Problem: Give back every entry below, exactly as written.

*** Opening Records ***

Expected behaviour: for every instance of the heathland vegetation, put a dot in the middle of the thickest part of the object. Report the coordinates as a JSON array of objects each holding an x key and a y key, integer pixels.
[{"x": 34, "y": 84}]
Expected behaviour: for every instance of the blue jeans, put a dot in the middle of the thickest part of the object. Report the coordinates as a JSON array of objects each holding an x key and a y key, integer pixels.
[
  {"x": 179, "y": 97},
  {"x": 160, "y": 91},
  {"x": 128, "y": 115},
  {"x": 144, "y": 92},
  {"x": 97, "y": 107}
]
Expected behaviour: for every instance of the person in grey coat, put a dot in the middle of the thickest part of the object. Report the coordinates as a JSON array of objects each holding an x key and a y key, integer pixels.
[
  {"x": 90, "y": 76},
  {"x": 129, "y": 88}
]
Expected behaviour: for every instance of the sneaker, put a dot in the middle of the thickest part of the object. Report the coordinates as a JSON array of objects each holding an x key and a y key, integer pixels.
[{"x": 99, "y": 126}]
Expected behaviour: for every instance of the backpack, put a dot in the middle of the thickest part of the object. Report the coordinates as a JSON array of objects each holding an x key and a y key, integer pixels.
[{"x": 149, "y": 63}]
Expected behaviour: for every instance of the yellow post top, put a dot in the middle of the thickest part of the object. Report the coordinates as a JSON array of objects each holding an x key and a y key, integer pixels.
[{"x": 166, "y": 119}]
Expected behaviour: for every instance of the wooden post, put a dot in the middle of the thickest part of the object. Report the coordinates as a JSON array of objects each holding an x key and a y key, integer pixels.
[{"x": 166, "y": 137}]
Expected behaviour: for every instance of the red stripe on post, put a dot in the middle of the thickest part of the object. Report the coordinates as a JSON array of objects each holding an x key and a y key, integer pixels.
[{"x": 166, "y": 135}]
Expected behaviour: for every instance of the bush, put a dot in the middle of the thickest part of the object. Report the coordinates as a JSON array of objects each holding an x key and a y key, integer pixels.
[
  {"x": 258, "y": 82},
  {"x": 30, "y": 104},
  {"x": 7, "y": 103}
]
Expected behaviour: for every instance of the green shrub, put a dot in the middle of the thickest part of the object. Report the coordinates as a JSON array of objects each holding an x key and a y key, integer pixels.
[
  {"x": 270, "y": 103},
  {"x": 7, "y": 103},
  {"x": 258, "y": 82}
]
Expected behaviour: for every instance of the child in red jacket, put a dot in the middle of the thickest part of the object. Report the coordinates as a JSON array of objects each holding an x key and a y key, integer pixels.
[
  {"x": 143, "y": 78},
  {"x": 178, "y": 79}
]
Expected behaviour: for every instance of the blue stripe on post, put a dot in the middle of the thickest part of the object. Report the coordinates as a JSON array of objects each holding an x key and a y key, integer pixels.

*** Closing Records ***

Your response:
Expected behaviour: for every instance of the heathland vegetation, put a dot in the middle of the thickest part of the object. Report the coordinates as a JSON array of objects each holding an x key and a y key, integer pixels.
[{"x": 34, "y": 84}]
Expected behaviour: for every instance of the blue jeans, put a dot in the middle of the thickest part of the object. Report the coordinates as a JSON array of objects each holding an x key and a y key, integer pixels.
[
  {"x": 179, "y": 97},
  {"x": 160, "y": 91},
  {"x": 128, "y": 115},
  {"x": 144, "y": 92},
  {"x": 97, "y": 107}
]
Expected behaviour: for every instance of the person in grey coat, put a dot in the middle of the thickest part of the object. Report the coordinates as a JSON array of objects each holding an x key and a y key, integer pixels.
[
  {"x": 90, "y": 76},
  {"x": 129, "y": 88}
]
Expected behaviour: for every instance of the sneaker, put a dot in the middle of the thickest part of the object. Report the coordinates as a JSON array of objects each holding an x key and a y key, integer pixels.
[{"x": 99, "y": 126}]
Expected behaviour: for every instance of the backpack, put a dot in the middle of the thickest part of the object. Report the coordinates as a JSON array of objects each holding an x key and a y key, integer pixels.
[{"x": 149, "y": 63}]
Expected behaviour: for every instance of the yellow post top, put a dot in the middle of the thickest part of the object. Report the coordinates as a JSON array of objects each holding an x key and a y key, integer pixels.
[{"x": 166, "y": 119}]
Expected behaviour: for every instance of the wooden post, put a dot in the middle of the thickest part of the object. Report the coordinates as a JSON array of objects each holding an x key and a y key, integer pixels.
[{"x": 166, "y": 137}]
Expected behaviour: for every instance of the red stripe on post, put a dot in the middle of the thickest part of the object. Report the coordinates as a JSON array of objects each holding an x key and a y key, integer pixels.
[{"x": 166, "y": 135}]
Expected behaviour: for every instance of the bush, put a dot in the middle of the thickest part of the object. Report the coordinates as a JSON array of objects each holding an x key and a y key, integer pixels.
[
  {"x": 258, "y": 82},
  {"x": 30, "y": 104},
  {"x": 7, "y": 103}
]
Expected behaviour: for every instance of the green shrub, put a dot in the middle of the thickest part of the object. Report the coordinates as a JSON array of objects each holding an x key and a y key, integer pixels.
[
  {"x": 270, "y": 103},
  {"x": 7, "y": 103},
  {"x": 258, "y": 82}
]
Expected behaviour: for every instance of the child in red jacket, put a dot in the middle of the thickest part of the object. Report the coordinates as a JSON array of objects each holding an x key and a y key, integer pixels.
[
  {"x": 143, "y": 78},
  {"x": 178, "y": 79}
]
Expected behaviour: for every instance of the blue stripe on post, put a dot in the middle of the thickest part of the object. Report the coordinates as a JSON array of objects each holding an x key and a y key, integer pixels.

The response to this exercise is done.